- Opening Delimiter -

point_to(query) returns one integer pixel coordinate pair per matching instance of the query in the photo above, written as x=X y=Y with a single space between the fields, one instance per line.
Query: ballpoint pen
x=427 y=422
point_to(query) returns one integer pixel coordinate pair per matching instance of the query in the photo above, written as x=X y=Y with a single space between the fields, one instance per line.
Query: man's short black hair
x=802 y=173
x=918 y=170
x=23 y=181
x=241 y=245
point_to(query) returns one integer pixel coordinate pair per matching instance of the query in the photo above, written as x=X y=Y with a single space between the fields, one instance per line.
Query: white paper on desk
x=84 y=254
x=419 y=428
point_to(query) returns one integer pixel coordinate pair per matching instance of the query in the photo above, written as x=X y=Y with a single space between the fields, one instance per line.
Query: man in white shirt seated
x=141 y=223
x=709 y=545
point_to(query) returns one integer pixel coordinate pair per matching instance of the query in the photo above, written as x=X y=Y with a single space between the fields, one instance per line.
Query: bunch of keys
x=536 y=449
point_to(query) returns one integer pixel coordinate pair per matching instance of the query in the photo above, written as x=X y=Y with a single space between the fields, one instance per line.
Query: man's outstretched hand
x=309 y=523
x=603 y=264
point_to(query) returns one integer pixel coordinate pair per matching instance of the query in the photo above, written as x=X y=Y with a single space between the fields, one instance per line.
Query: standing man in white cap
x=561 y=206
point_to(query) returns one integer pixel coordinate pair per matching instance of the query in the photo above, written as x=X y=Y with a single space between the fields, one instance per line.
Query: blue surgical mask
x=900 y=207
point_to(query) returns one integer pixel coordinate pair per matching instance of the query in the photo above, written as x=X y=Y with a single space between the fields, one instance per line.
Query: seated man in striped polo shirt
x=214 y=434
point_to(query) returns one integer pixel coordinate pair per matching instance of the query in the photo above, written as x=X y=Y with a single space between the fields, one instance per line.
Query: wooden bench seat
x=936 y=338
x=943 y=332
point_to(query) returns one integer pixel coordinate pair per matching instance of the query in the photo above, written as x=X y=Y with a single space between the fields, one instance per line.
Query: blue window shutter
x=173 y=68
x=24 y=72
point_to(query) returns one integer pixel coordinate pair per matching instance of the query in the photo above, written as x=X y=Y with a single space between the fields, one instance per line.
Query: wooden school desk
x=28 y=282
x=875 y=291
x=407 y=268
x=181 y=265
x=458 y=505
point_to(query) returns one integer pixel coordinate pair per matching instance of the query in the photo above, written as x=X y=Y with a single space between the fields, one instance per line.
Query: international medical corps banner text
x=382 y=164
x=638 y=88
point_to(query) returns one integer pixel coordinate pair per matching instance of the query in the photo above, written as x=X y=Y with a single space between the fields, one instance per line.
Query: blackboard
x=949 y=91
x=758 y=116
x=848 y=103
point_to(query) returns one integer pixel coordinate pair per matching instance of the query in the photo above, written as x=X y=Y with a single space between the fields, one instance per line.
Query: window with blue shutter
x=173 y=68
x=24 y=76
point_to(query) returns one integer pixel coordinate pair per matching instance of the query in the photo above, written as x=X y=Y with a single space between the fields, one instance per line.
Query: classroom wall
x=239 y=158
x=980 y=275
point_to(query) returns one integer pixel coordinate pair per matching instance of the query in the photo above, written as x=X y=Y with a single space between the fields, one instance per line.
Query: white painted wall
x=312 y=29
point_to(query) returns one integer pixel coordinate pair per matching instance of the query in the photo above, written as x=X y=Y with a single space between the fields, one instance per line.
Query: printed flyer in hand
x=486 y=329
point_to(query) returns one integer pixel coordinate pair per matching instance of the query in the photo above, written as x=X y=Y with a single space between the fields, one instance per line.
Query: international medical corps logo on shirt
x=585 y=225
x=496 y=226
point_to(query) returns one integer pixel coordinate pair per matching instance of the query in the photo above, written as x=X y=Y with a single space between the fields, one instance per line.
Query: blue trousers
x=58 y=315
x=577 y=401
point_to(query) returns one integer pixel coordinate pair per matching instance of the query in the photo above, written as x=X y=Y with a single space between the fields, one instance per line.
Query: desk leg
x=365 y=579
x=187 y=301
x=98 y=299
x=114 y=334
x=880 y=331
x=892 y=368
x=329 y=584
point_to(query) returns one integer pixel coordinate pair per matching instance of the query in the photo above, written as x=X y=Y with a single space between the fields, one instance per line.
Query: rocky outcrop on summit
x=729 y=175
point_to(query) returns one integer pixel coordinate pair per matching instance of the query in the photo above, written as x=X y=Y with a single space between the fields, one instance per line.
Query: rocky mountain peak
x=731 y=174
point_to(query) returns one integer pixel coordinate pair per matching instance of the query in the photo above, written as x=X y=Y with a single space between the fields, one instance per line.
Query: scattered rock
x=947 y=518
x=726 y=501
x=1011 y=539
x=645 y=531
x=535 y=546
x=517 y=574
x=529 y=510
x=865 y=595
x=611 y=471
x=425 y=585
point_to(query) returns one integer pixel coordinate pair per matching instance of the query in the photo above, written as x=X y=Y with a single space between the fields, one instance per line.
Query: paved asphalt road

- Closing Delimiter -

_How to complete this task_.
Restate the data exactly, keeping every line intact.

_Answer space_.
point_to(query) returns one integer pixel coordinate pair per matching instance of the query in the photo above, written as x=X y=Y with a single space between the fields, one instance per line.
Query: ballpoint pen
x=427 y=422
point_to(query) returns one integer pixel coordinate pair per matching instance of the query in the photo above, written as x=X y=Y with a single space between the fields, one instance per line.
Query: man's short black hair
x=802 y=173
x=918 y=170
x=23 y=181
x=241 y=245
point_to(query) returns one integer pixel coordinate pair per matching instance of the query in the photo above, written as x=X y=Y with a single space between the fields, one instance per line.
Query: white paper on desk
x=84 y=254
x=419 y=428
point_to(query) returns one integer pixel coordinate pair per matching instance of the query in the photo above, written as x=X y=Y with a single space between the fields, one instance per line.
Query: man in white shirt seated
x=141 y=223
x=709 y=545
point_to(query) returns one integer pixel coordinate pair per matching instance of the query in the photo above, written as x=X y=Y with a single space between the fields, one instance per line.
Query: bunch of keys
x=536 y=449
point_to(query) returns one integer pixel coordinate pair per matching instance of the query in the photo above, written as x=X y=Y with a single space between the fields, one instance per line.
Query: man's outstretched hand
x=309 y=523
x=603 y=264
point_to(query) returns one integer pixel coordinate pair per matching instance of the query in the photo above, written as x=X y=Y with a single space between the fields, one instance per line.
Query: standing man in white cap
x=561 y=206
point_to(query) returns one integer pixel coordinate pair per matching instance of the query in the photo above, written as x=X y=Y with a single space between the fields, one instance per line.
Query: blue surgical mask
x=900 y=207
point_to(query) returns one integer pixel coordinate pair per matching instance of the query in the photo above, written as x=X y=Y with a single space between the fields, one instance per line.
Query: seated man in striped polo shirt
x=214 y=434
point_to(query) returns one integer pixel coordinate pair per matching instance of the query in the photo above, written as x=X y=Y with a single space between the fields, one instance per line.
Query: wooden bench seat
x=936 y=338
x=943 y=332
point_to(query) returns one integer pixel coordinate pair per matching instance of the query in the photo above, written as x=X y=Y with a single space between the fields, one instance per line.
Query: blue window shutter
x=173 y=68
x=24 y=72
point_to(query) returns one integer pixel coordinate pair per matching instance of the query in the photo above, written as x=X y=Y with a single space between the fields, one instance per line.
Query: wooden school desk
x=28 y=282
x=875 y=291
x=407 y=268
x=181 y=265
x=458 y=505
point_to(query) returns one integer pixel coordinate pair per matching instance of the query in the photo above, written as x=X y=Y with a single space between the fields, one instance per line.
Query: international medical corps banner text
x=382 y=164
x=638 y=88
point_to(query) returns one integer pixel coordinate pair per matching instance of the query in the photo above, written as x=X y=Y with a single space between the fields, one instance per line.
Query: blackboard
x=949 y=91
x=758 y=116
x=848 y=103
point_to(query) returns one integer pixel coordinate pair per matching instance of the query in the photo above, written as x=X y=Y with a single space between the fields, one instance per line.
Query: window with blue shutter
x=173 y=68
x=24 y=76
point_to(query) returns one integer pixel coordinate pair per matching instance of the query in the photo above, written as x=X y=Y with a single space between the fields, one instance per line.
Query: classroom wall
x=239 y=158
x=980 y=275
point_to(query) returns one integer pixel coordinate pair per matching instance of the query in the photo above, written as x=X y=Y with a single space between the fields, one instance per line.
Query: white painted wall
x=312 y=29
point_to(query) returns one integer pixel coordinate pair per matching instance of the query in the photo above, written as x=X y=Y with a single space between the fields, one instance per line.
Query: printed flyer in hand
x=486 y=329
point_to(query) returns one integer pixel coordinate pair per matching instance of the query in the photo above, written as x=X y=Y with a single space between the fields, one instance per line.
Query: international medical corps logo on shirt
x=585 y=225
x=496 y=226
point_to(query) returns one integer pixel coordinate pair per matching instance of the query in the photo above, written as x=X y=Y with a single space between the fields, one instance per line.
Query: blue trousers
x=58 y=315
x=577 y=401
point_to(query) returns one integer pixel coordinate pair per matching instance of the query in the photo above, written as x=X y=Y with a single space between the fields, one instance per line.
Query: desk leg
x=365 y=579
x=187 y=301
x=98 y=299
x=114 y=334
x=880 y=331
x=892 y=368
x=329 y=584
point_to(query) returns one integer pixel coordinate pair per matching instance of the query in the photo above, written as x=X y=Y with a single space between the fields, one instance per line.
Query: rocky outcrop on summit
x=729 y=175
point_to(query) returns one integer pixel coordinate pair per matching instance of the query in the photo above, written as x=X y=Y with a single space between the fields, one instance per line.
Query: rocky mountain peak
x=731 y=174
point_to(query) returns one integer pixel coordinate pair per matching instance of the query in the photo above, written as x=X y=Y with a single space between the fields, one instance per line.
Query: scattered rock
x=947 y=518
x=726 y=501
x=1011 y=539
x=645 y=531
x=535 y=546
x=517 y=574
x=529 y=510
x=865 y=595
x=611 y=471
x=425 y=585
point_to(query) returns one integer pixel coordinate pair per matching instance of the query in the photo above, written as x=X y=Y with a single space between the fields, one instance per line.
Query: paved asphalt road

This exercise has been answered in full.